Data section:
________________
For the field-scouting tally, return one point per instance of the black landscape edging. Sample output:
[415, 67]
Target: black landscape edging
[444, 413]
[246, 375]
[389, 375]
________________
Work instruction: Set down all the entries again, word for word.

Answer section:
For the field-scouting tally, return one point per instance of the black landscape edging. Sample output:
[415, 67]
Target: black landscape edging
[444, 413]
[246, 375]
[389, 375]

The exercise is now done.